_JOB A_
Please translate this sentence from the forum thread about bomber jackets into Spanish: "Mine's a classic black one, bought from an army surplus store in Brighton in 2002."

_GIVEN TEXT_
Although I'm told my bomber jacket makes me look gay, lol


----------



## mwgdrwg (Oct 5, 2015)

I had a black bomber jacket with RUN DMC, Def Jam, and Public Enemy patches all over it in the 80s, the arm pocket filled with permanent markers for tagging.

Then about 94 I had a bomber jacket that had a collar, from the army surplus, it was quite trendy with clubbers up north.


----------



## sim667 (Oct 5, 2015)

Blagsta said:


> I think bomber jackets are associated with a "tough" look, but not particularly with the far right.
> 
> Those jackets you like are called Harrington jackets. I wear one of those sometimes too.



There's a dude who walks up and down my road who still wears his desert storm bomber jacket (desert storm was one of the early 90's rave soundsystems)..

A harrington you say? I might have a look for one


----------



## Blagsta (Oct 5, 2015)

I tend to associate green bomber jackets with racist skins, thinking about it, and black ones with anarchists


----------



## D'wards (Oct 5, 2015)

sim667 said:


> I also really like those jackets with the tartan inside that were common back then, but I have no idea what they're called.....


Harringtons - a fine jacket


----------



## sim667 (Oct 5, 2015)

Blagsta said:


> I tend to associate green bomber jackets with racist skins, thinking about it, and black ones with anarchists



Green bombers where the idea I had in my head.

Black bomber jackets I always think of having spliffy or NASA logos on the back


----------



## Johnny Vodka (Oct 5, 2015)

D'wards said:


> Definitely murdered. Milky regretted it before he was even in the van.



I'll believe it 100% when we see the body!


----------



## Blagsta (Oct 5, 2015)

sim667 said:


> Green bombers where the idea I had in my head.
> 
> Black bomber jackets I always think of having spliffy or NASA logos on the back



Mine's a classic black one, bought from an army surplus store in Brighton in 2002. Didn't wear it for years, recently got it out of the garage as they've come back in to fashion again


----------



## newbie (Oct 6, 2015)

(Saved entries)
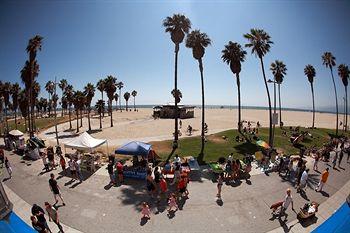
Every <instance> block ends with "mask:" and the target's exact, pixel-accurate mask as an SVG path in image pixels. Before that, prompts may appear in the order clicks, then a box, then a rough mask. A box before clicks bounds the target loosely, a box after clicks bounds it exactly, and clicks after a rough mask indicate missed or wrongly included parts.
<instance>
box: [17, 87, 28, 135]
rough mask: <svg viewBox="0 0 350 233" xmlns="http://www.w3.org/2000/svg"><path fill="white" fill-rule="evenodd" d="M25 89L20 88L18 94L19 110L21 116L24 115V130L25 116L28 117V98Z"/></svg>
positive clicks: (24, 123) (26, 127) (26, 92)
mask: <svg viewBox="0 0 350 233" xmlns="http://www.w3.org/2000/svg"><path fill="white" fill-rule="evenodd" d="M26 93H27V91H26V90H22V91H21V92H20V93H19V95H18V103H19V110H20V111H21V115H22V117H24V125H25V131H26V132H27V117H28V114H29V112H28V99H27V95H26Z"/></svg>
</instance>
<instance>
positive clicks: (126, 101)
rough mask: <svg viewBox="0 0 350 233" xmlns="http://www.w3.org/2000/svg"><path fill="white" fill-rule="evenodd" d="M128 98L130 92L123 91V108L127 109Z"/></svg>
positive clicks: (127, 104)
mask: <svg viewBox="0 0 350 233" xmlns="http://www.w3.org/2000/svg"><path fill="white" fill-rule="evenodd" d="M129 98H130V93H129V92H125V93H124V99H125V109H126V111H128V101H129Z"/></svg>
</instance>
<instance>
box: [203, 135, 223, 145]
mask: <svg viewBox="0 0 350 233" xmlns="http://www.w3.org/2000/svg"><path fill="white" fill-rule="evenodd" d="M207 139H208V140H209V141H212V142H214V143H226V142H227V140H228V139H227V138H226V139H223V138H222V137H221V136H217V135H210V136H208V137H207Z"/></svg>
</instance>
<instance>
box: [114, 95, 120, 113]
mask: <svg viewBox="0 0 350 233" xmlns="http://www.w3.org/2000/svg"><path fill="white" fill-rule="evenodd" d="M118 99H119V95H118V94H117V93H115V94H114V100H115V103H116V106H118ZM119 100H120V99H119ZM115 111H118V107H117V108H116V109H115Z"/></svg>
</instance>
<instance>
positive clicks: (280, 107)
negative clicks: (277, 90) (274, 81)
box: [278, 83, 282, 128]
mask: <svg viewBox="0 0 350 233" xmlns="http://www.w3.org/2000/svg"><path fill="white" fill-rule="evenodd" d="M278 107H279V110H280V128H282V108H281V84H280V83H279V84H278Z"/></svg>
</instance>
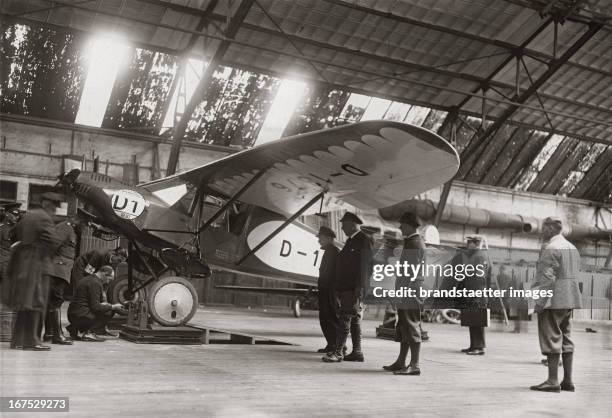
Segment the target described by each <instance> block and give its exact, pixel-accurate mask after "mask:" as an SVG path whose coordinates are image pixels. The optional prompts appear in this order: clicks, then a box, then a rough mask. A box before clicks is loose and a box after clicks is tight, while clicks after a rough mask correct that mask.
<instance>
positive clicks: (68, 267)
mask: <svg viewBox="0 0 612 418" xmlns="http://www.w3.org/2000/svg"><path fill="white" fill-rule="evenodd" d="M76 228H77V223H76V221H73V220H71V219H67V220H65V221H63V222H60V223H59V224H57V225H56V226H55V233H56V234H57V236H58V238H59V240H60V246H59V247H58V249H57V251H56V252H55V254H54V256H53V267H54V271H53V273H52V274H51V282H50V284H49V302H48V304H47V316H46V318H45V335H44V337H43V341H51V342H52V343H53V344H63V345H70V344H72V340H71V339H70V338H66V337H65V336H64V331H63V330H62V319H61V317H62V315H61V307H62V304H63V303H64V292H65V290H66V288H67V286H68V285H69V284H70V275H71V271H72V265H73V264H74V256H75V251H76V248H75V247H76V242H77V235H76Z"/></svg>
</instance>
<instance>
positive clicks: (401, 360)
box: [383, 212, 426, 376]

_JOB B_
Count the lines of the records above that contain the string "positive", with case counting, and give only that number.

_YOUR SOLUTION A_
El mío es uno negro clásico, comprado en una tienda de excedentes militares en Brighton en 2002.

_YOUR SOLUTION B_
6